━━━━━ RECORDS FOR THIS TASK

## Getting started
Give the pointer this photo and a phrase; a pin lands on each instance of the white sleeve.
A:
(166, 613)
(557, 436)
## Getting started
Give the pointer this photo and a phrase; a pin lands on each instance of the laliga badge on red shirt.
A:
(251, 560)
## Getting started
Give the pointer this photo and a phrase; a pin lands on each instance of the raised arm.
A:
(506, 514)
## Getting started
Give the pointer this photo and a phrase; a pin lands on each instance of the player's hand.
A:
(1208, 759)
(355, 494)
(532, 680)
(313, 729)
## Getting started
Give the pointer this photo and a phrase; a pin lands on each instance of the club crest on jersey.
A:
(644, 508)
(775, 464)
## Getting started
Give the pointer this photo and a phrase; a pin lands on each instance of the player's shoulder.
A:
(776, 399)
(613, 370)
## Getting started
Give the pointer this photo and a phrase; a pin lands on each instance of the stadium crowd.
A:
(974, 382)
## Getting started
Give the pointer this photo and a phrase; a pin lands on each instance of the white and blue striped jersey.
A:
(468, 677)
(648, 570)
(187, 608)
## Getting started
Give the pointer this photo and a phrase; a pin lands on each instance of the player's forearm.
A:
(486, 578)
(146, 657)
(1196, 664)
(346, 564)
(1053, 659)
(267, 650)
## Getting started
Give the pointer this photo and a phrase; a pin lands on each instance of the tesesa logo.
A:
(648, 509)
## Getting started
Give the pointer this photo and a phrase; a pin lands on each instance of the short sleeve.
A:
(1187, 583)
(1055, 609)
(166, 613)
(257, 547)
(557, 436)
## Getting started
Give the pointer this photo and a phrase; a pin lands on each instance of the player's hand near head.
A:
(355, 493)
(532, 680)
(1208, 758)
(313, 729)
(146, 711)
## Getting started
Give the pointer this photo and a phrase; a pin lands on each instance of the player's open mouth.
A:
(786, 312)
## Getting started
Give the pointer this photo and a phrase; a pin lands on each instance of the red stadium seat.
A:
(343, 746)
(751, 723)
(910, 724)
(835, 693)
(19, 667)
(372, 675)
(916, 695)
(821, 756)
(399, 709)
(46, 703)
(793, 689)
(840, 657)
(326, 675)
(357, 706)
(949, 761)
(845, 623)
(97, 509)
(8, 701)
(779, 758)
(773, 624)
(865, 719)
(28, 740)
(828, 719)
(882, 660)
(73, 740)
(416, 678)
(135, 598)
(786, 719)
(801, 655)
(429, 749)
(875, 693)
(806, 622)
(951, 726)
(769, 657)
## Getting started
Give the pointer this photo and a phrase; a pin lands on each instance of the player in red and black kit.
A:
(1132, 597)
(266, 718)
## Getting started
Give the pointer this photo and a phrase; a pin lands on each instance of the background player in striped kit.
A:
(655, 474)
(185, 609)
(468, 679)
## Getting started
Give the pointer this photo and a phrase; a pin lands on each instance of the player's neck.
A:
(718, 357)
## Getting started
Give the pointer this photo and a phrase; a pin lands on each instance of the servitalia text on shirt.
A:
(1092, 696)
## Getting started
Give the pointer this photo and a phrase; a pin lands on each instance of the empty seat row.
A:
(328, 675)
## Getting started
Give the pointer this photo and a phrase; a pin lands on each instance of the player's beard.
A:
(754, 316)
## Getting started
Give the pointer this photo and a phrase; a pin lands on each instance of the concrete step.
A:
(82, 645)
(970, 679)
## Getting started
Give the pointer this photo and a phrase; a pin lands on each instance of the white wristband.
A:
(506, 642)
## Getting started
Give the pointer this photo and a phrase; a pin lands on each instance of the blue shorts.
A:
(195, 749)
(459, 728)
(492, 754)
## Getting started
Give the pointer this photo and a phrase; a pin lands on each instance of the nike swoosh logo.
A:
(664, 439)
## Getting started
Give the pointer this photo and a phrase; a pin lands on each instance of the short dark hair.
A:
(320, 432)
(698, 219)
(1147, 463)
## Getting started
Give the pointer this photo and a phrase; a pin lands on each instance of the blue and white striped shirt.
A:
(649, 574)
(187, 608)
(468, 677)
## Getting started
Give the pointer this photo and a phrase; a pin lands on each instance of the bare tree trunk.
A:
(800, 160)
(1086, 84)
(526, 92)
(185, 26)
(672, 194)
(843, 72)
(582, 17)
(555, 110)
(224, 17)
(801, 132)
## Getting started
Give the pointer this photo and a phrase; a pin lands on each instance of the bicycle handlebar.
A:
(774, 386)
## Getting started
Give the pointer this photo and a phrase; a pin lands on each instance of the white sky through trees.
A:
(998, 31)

━━━━━━━━━━

Copy out each of the lines above that contains the word "sleeve".

EXERCISE OUTPUT:
Give the pointer this photo and a phrase; a pin lands on each instance of the white sleeve.
Give the pointer this photo and a phrase; a pin lands on each instance of the short sleeve.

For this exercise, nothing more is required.